§ TASK DESCRIPTION:
Pick out every line in the entries below that contains the word "tissue" and copy each one. Case counts, so a line qualifies only if its capitalization matches.

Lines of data
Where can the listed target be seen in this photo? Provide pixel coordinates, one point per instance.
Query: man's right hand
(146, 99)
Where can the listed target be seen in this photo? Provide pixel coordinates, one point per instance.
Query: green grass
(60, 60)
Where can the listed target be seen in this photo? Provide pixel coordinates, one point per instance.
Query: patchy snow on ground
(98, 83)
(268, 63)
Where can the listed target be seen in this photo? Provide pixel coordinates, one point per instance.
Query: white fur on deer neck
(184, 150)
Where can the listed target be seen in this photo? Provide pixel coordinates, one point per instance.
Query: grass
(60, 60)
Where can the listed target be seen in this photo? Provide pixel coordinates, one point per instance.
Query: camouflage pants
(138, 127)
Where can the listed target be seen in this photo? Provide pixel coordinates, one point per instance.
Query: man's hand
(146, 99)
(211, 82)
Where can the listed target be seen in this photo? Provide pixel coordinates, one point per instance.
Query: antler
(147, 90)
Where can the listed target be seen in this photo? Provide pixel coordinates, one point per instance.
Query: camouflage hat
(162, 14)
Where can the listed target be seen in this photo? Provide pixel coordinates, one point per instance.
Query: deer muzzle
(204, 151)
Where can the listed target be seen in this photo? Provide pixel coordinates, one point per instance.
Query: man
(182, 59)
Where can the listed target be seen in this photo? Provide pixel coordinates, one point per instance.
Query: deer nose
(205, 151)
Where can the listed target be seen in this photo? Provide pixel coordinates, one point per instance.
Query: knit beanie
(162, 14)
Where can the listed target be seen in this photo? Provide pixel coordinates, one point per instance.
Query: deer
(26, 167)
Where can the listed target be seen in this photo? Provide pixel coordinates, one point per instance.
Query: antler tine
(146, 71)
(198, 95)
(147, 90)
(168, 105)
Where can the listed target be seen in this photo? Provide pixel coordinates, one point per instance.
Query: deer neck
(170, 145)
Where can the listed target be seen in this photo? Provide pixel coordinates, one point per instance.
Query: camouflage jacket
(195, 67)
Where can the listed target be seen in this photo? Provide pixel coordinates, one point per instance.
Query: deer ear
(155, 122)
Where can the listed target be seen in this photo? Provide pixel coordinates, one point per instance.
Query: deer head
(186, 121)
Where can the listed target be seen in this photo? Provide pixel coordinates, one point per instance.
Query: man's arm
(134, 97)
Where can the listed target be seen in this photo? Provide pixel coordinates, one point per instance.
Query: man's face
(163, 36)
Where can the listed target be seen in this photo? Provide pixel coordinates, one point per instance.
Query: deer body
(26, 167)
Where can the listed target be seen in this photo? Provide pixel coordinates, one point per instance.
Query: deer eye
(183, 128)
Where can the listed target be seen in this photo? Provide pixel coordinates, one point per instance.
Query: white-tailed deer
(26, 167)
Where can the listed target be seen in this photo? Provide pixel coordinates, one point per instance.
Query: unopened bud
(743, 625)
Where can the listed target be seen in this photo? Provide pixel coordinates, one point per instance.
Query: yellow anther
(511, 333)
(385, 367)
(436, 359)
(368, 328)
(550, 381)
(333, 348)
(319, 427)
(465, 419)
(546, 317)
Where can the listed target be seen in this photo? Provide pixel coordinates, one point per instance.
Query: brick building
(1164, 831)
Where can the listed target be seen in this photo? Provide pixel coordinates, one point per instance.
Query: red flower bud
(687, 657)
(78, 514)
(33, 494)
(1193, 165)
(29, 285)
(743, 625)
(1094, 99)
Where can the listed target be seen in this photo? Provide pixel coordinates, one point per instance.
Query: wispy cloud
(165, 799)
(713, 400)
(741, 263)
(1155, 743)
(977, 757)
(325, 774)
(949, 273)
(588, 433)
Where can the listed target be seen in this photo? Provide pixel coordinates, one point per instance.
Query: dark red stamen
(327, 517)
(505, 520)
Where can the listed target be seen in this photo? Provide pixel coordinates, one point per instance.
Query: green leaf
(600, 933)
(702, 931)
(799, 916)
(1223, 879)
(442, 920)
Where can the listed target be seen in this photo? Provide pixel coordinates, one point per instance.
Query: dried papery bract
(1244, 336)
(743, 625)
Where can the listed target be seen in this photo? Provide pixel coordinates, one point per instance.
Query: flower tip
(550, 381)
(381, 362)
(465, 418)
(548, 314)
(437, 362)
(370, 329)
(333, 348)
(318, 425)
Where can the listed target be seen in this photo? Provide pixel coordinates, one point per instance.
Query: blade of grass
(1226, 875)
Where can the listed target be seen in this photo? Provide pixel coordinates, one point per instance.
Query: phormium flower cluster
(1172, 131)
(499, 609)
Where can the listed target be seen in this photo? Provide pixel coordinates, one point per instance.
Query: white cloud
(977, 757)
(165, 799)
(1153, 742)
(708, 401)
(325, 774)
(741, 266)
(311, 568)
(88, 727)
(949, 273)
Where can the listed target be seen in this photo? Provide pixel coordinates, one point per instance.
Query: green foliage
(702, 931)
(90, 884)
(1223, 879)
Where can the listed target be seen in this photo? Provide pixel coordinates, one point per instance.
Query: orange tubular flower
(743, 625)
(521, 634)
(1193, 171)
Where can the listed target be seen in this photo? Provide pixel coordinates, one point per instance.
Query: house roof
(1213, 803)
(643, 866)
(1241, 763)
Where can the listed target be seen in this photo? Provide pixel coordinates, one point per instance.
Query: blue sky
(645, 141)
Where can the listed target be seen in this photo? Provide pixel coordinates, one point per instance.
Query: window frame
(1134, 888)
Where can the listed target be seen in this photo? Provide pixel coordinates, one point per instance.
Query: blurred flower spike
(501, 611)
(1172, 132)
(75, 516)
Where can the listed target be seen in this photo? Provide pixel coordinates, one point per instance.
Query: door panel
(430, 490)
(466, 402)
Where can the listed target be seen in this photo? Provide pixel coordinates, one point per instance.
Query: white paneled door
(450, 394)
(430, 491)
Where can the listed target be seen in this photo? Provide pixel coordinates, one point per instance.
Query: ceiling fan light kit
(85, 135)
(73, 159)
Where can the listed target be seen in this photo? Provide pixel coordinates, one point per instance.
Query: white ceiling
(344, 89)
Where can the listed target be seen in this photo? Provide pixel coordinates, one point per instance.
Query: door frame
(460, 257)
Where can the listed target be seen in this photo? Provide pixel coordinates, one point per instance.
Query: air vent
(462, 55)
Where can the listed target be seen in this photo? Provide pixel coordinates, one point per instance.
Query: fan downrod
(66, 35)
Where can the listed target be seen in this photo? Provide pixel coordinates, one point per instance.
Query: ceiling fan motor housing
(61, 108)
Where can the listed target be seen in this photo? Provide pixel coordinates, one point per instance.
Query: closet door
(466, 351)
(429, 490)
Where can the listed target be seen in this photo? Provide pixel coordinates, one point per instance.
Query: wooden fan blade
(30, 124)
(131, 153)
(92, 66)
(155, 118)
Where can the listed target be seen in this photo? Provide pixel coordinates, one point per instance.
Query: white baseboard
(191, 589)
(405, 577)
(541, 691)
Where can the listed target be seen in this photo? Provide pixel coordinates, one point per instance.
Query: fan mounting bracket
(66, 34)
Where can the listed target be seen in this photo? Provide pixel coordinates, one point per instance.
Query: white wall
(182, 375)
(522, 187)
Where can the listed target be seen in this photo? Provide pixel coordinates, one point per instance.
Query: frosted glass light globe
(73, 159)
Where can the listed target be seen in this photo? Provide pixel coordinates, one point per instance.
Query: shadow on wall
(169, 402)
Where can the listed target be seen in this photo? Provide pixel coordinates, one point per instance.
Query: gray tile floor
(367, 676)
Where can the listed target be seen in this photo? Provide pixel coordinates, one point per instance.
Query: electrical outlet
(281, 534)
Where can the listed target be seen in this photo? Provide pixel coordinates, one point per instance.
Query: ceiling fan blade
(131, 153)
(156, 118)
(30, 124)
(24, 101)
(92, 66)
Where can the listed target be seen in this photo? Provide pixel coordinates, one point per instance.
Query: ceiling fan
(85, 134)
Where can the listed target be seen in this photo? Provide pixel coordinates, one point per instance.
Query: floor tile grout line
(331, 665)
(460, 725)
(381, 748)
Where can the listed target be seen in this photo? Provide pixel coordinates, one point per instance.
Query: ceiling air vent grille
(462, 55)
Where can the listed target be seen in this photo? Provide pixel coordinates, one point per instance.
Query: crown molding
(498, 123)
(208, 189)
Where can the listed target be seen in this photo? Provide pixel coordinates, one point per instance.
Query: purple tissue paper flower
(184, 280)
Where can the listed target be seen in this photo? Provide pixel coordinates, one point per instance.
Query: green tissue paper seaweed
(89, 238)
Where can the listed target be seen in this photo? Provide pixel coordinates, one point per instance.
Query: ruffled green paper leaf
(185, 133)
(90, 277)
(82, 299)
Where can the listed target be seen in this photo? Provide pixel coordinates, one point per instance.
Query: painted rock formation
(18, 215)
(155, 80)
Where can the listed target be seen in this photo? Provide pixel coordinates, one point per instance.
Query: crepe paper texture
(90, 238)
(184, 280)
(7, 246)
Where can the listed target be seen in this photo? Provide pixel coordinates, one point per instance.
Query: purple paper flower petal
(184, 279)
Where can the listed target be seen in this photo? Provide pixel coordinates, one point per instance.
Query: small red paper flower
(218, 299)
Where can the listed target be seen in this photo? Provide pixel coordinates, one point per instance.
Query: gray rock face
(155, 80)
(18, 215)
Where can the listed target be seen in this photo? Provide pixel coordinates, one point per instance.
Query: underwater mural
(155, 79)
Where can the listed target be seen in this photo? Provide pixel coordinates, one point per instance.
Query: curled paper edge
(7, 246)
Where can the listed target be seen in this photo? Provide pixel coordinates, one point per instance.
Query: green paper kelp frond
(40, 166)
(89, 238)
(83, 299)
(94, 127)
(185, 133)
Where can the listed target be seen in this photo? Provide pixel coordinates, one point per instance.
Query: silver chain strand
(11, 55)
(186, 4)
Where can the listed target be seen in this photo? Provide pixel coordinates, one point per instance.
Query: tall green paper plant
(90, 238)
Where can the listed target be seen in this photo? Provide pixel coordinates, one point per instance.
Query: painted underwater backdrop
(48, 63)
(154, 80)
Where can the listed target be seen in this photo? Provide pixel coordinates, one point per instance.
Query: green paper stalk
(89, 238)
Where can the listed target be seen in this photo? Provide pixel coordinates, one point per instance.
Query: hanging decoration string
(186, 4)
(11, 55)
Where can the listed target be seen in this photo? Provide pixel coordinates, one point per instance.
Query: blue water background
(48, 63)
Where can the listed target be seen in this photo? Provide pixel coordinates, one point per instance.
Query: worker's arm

§ TASK SOLUTION:
Query: purple tissue paper flower
Query: green tissue paper seaweed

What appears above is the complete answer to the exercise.